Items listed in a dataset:

[BEGIN]

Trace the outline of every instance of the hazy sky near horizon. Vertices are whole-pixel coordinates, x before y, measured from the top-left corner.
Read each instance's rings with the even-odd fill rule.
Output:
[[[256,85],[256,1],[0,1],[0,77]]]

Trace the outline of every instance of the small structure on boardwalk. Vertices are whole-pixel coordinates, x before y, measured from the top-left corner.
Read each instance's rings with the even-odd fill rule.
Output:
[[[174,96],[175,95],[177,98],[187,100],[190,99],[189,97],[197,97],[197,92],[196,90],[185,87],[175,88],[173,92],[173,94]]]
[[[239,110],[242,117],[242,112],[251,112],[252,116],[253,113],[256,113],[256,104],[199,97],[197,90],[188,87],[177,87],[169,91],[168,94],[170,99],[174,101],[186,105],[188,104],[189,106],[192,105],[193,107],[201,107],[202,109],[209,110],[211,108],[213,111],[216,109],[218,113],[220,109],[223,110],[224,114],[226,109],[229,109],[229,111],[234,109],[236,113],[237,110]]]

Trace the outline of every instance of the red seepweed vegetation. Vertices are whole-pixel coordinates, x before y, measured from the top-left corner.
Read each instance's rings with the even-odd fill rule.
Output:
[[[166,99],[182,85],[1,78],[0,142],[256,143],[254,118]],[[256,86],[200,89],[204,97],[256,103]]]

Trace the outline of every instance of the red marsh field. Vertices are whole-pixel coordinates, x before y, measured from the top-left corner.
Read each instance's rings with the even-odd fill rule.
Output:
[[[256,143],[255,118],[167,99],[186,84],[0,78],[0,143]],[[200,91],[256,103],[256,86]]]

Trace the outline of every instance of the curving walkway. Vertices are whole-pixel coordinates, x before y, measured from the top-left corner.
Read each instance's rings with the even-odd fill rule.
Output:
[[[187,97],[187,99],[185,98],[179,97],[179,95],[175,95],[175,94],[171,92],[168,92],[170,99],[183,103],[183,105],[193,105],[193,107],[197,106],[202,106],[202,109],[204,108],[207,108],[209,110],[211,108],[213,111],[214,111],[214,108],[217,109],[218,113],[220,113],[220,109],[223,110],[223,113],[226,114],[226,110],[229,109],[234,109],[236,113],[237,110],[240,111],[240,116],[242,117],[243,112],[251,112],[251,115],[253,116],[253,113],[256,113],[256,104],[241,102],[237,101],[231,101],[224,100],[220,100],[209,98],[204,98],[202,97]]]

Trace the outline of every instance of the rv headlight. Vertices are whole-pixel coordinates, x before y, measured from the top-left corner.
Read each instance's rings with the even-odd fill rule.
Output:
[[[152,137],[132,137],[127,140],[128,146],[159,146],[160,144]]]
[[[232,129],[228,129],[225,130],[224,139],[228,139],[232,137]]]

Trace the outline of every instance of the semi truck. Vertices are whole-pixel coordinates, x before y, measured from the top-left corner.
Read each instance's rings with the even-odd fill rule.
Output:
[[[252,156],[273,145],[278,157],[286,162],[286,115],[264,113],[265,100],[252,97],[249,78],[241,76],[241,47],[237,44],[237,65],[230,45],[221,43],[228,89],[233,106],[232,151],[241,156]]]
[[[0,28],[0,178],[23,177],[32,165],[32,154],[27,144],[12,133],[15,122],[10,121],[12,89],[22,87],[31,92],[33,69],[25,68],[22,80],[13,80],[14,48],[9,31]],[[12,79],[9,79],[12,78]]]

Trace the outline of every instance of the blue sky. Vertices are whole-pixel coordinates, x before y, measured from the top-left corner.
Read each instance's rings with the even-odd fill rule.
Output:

[END]

### WHAT THE TASK ASKS
Can you put each line of the listing above into a numbered list, leaving out the blank lines?

### TASK RESPONSE
1. Trace the outline of every instance of the hazy sky near horizon. Vertices are whole-pixel coordinates, x before y, measured from the top-left corner.
2. Read each instance's rings with the even-odd fill rule.
3. Output:
4. [[[256,85],[256,1],[0,1],[0,77]]]
5. Trace the outline of every instance of the small structure on boardwalk. Vertices are whole-pixel coordinates, x before y, measured from the top-left corner.
6. Read each instance's rings with the even-odd fill rule.
7. Output:
8. [[[174,96],[175,95],[177,98],[187,100],[190,99],[189,97],[197,97],[197,92],[196,90],[185,87],[175,88],[173,92],[173,94]]]
9. [[[239,110],[242,117],[242,112],[251,112],[252,116],[253,113],[256,113],[256,104],[199,97],[197,90],[188,87],[177,87],[169,91],[168,94],[170,99],[174,101],[186,105],[188,104],[189,106],[192,105],[193,107],[201,107],[202,109],[209,110],[211,108],[213,111],[216,109],[218,113],[220,109],[223,110],[224,114],[226,109],[229,109],[229,111],[234,109],[236,113],[237,110]]]
10. Trace the outline of every instance of the red seepweed vegetation. Vertices are whole-pixel coordinates, x before y, measured from the top-left corner.
11. Read each instance's rings with the even-odd fill rule.
12. Output:
13. [[[166,99],[182,85],[1,78],[0,142],[256,143],[254,118]],[[256,86],[200,89],[204,97],[256,103]]]
14. Trace the outline of every instance of the red marsh field. Vertices are whole-pixel coordinates, x before y, measured from the top-left corner.
15. Read each instance's rings with the even-odd fill rule.
16. Output:
17. [[[256,143],[255,118],[167,99],[186,84],[0,78],[0,143]],[[200,91],[256,103],[256,86]]]
18. Trace the outline of every instance of the curving walkway. Vertices are whole-pixel coordinates, x before y, measured from the top-left corner.
19. Read each instance's rings with the even-odd fill rule.
20. Output:
21. [[[187,97],[187,99],[185,98],[179,97],[179,95],[175,95],[175,94],[171,92],[168,92],[170,99],[183,103],[183,105],[193,105],[193,107],[197,106],[202,106],[202,109],[204,108],[207,108],[209,110],[211,108],[213,111],[214,111],[214,108],[217,109],[218,113],[220,113],[220,109],[223,110],[223,113],[226,114],[226,110],[229,109],[234,109],[236,113],[237,110],[240,111],[240,116],[242,117],[243,112],[251,112],[251,115],[253,116],[253,113],[256,113],[256,104],[241,102],[237,101],[231,101],[224,100],[220,100],[209,98],[204,98],[202,97]]]
22. Trace the outline of every instance of the rv headlight. Vertices are whole-pixel coordinates, x before y, measured from the top-left corner.
23. Read each instance's rings with the even-odd fill rule.
24. Output:
25. [[[152,137],[132,137],[127,140],[128,146],[159,146],[160,144]]]
26. [[[232,129],[228,129],[225,130],[224,139],[228,139],[232,137]]]
27. Trace the outline of every instance of the semi truck. Vertices are whole-pixel coordinates, x before y, measured from the top-left corner.
28. Read each instance's rings with the even-odd fill rule.
29. Output:
30. [[[252,156],[273,145],[278,157],[286,162],[286,115],[264,113],[265,100],[252,97],[249,78],[241,76],[241,47],[237,44],[237,65],[230,45],[221,43],[228,89],[233,106],[232,151],[241,156]]]
31. [[[0,28],[0,178],[23,177],[32,165],[32,154],[27,144],[12,133],[15,122],[10,121],[12,89],[22,87],[31,92],[33,69],[25,68],[22,80],[13,80],[14,48],[9,31]],[[12,79],[9,79],[12,78]]]
32. Trace the outline of every instance of the blue sky. Vertices are whole-pixel coordinates, x before y, measured from the top-left corner.
33. Read each instance's rings with the even-odd fill rule.
34. Output:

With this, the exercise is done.